[Coordinate labeling data]
****

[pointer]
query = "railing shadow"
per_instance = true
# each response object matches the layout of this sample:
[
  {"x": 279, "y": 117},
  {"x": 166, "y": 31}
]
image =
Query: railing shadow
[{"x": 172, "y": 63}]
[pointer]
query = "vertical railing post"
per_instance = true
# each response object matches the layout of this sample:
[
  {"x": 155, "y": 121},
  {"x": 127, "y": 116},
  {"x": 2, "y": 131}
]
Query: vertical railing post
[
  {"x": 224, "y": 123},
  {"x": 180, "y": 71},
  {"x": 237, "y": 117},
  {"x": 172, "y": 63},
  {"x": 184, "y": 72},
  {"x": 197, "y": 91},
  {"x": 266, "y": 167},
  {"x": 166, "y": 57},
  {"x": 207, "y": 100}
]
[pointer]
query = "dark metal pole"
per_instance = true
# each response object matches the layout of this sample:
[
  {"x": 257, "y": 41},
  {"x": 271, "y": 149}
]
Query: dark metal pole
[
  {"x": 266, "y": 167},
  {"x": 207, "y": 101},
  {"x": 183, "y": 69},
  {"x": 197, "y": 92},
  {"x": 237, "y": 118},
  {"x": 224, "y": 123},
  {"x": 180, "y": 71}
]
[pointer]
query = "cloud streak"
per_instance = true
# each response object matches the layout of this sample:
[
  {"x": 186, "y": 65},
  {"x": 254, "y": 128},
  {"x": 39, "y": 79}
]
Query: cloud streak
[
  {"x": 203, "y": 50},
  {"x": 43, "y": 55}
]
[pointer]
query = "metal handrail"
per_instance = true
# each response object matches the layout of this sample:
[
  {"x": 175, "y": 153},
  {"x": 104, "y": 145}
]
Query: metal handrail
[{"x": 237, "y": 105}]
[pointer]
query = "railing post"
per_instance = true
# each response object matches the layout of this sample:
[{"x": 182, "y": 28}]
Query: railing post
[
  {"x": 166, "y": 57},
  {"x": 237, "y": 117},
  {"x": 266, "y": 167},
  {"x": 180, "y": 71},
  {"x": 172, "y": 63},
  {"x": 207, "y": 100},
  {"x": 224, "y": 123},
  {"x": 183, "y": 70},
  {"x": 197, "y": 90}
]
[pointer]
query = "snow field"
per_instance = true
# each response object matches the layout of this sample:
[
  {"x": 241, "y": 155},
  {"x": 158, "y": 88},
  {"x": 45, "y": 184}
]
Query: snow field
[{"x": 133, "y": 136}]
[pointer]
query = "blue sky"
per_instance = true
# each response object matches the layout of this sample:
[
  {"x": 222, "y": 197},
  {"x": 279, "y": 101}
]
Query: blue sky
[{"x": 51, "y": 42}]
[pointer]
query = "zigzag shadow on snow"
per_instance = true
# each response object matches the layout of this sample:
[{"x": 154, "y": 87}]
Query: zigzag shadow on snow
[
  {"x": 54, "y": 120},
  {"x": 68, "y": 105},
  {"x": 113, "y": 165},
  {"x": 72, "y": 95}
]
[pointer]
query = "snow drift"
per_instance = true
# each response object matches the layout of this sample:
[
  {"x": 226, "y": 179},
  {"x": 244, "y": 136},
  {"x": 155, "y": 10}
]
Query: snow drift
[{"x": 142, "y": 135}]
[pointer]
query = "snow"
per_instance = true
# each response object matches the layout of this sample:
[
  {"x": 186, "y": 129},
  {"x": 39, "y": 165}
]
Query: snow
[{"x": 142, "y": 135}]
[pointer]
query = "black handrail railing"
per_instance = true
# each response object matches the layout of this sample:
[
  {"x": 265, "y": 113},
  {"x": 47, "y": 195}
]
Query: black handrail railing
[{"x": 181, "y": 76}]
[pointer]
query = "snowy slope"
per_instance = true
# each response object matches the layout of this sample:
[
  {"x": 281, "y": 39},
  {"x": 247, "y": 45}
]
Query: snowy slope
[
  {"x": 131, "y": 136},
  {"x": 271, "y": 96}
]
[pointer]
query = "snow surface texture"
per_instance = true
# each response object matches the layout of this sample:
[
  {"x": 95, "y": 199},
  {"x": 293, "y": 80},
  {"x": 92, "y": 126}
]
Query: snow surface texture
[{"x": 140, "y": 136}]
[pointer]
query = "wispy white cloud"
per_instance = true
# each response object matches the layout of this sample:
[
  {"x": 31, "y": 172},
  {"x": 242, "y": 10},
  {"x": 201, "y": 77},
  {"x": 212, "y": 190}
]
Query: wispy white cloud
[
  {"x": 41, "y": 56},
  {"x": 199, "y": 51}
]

****

#### [THE TASK]
Return the full listing, character for character.

#### [EXERCISE RESPONSE]
[pointer]
query = "railing shadow"
per_instance = true
# each response object matches the layout of this sample:
[
  {"x": 279, "y": 117},
  {"x": 166, "y": 31}
]
image =
Query: railing shadow
[{"x": 172, "y": 63}]
[pointer]
query = "vertical railing post"
per_instance = true
# each response object matches the layout of this sample:
[
  {"x": 155, "y": 121},
  {"x": 127, "y": 116},
  {"x": 2, "y": 131}
]
Query: vertical railing post
[
  {"x": 224, "y": 123},
  {"x": 180, "y": 71},
  {"x": 237, "y": 117},
  {"x": 172, "y": 63},
  {"x": 184, "y": 72},
  {"x": 197, "y": 91},
  {"x": 266, "y": 167},
  {"x": 166, "y": 57},
  {"x": 207, "y": 100}
]
[pointer]
query = "dark metal pole"
per_instance = true
# each response object matches the layout of this sample:
[
  {"x": 257, "y": 41},
  {"x": 271, "y": 149}
]
Query: dark metal pole
[
  {"x": 266, "y": 167},
  {"x": 207, "y": 101},
  {"x": 183, "y": 69},
  {"x": 197, "y": 92},
  {"x": 237, "y": 118},
  {"x": 224, "y": 123},
  {"x": 180, "y": 71}
]
[pointer]
query = "cloud streak"
per_instance = true
# each response object matches the layout of this sample:
[
  {"x": 186, "y": 65},
  {"x": 254, "y": 128},
  {"x": 39, "y": 79}
]
Query: cloud streak
[
  {"x": 203, "y": 50},
  {"x": 43, "y": 55}
]
[pointer]
query = "metal handrail"
per_instance = true
# each response object matches the layout of this sample:
[
  {"x": 175, "y": 153},
  {"x": 104, "y": 145}
]
Query: metal handrail
[{"x": 237, "y": 105}]
[pointer]
query = "railing post"
per_instance = true
# each response object matches the layout of this sample:
[{"x": 182, "y": 28}]
Query: railing post
[
  {"x": 166, "y": 57},
  {"x": 237, "y": 117},
  {"x": 266, "y": 167},
  {"x": 180, "y": 71},
  {"x": 172, "y": 63},
  {"x": 207, "y": 100},
  {"x": 224, "y": 123},
  {"x": 183, "y": 70},
  {"x": 197, "y": 90}
]
[pointer]
query = "snow field"
per_instance = true
# each response object matches the layout of this sample:
[
  {"x": 241, "y": 155},
  {"x": 158, "y": 88},
  {"x": 45, "y": 184}
]
Query: snow field
[{"x": 133, "y": 136}]
[pointer]
query = "blue sky"
per_instance = true
# each response object matches the layout of this sample:
[
  {"x": 222, "y": 197},
  {"x": 279, "y": 101}
]
Query: blue sky
[{"x": 51, "y": 42}]
[pointer]
query = "zigzag shadow on snow"
per_instance = true
# each response object matches the layout of this sample:
[{"x": 154, "y": 87}]
Query: zigzag shadow on snow
[
  {"x": 54, "y": 120},
  {"x": 68, "y": 105},
  {"x": 113, "y": 165},
  {"x": 72, "y": 95}
]
[pointer]
query = "snow drift"
per_instance = true
# each response object matches the layout of this sample:
[
  {"x": 226, "y": 179},
  {"x": 244, "y": 136},
  {"x": 155, "y": 10}
]
Query: snow drift
[{"x": 142, "y": 135}]
[pointer]
query = "snow"
per_instance = true
# each response object matches the layout of this sample:
[
  {"x": 186, "y": 129},
  {"x": 39, "y": 165}
]
Query: snow
[{"x": 142, "y": 135}]
[pointer]
query = "black handrail railing"
per_instance = true
# each response object matches the layout of this sample:
[
  {"x": 265, "y": 113},
  {"x": 47, "y": 195}
]
Query: black handrail railing
[{"x": 181, "y": 76}]
[pointer]
query = "snowy slope"
per_instance = true
# each response object matches the layout of this sample:
[
  {"x": 281, "y": 39},
  {"x": 247, "y": 45}
]
Query: snowy slope
[
  {"x": 131, "y": 136},
  {"x": 271, "y": 96}
]
[pointer]
query = "snow surface texture"
per_instance = true
# each response object matches the layout of this sample:
[
  {"x": 95, "y": 199},
  {"x": 293, "y": 80},
  {"x": 92, "y": 126}
]
Query: snow surface texture
[{"x": 140, "y": 136}]
[pointer]
query = "wispy white cloud"
per_instance = true
# each response object matches the layout of this sample:
[
  {"x": 31, "y": 172},
  {"x": 242, "y": 10},
  {"x": 201, "y": 77},
  {"x": 212, "y": 190}
]
Query: wispy white cloud
[
  {"x": 41, "y": 56},
  {"x": 199, "y": 51}
]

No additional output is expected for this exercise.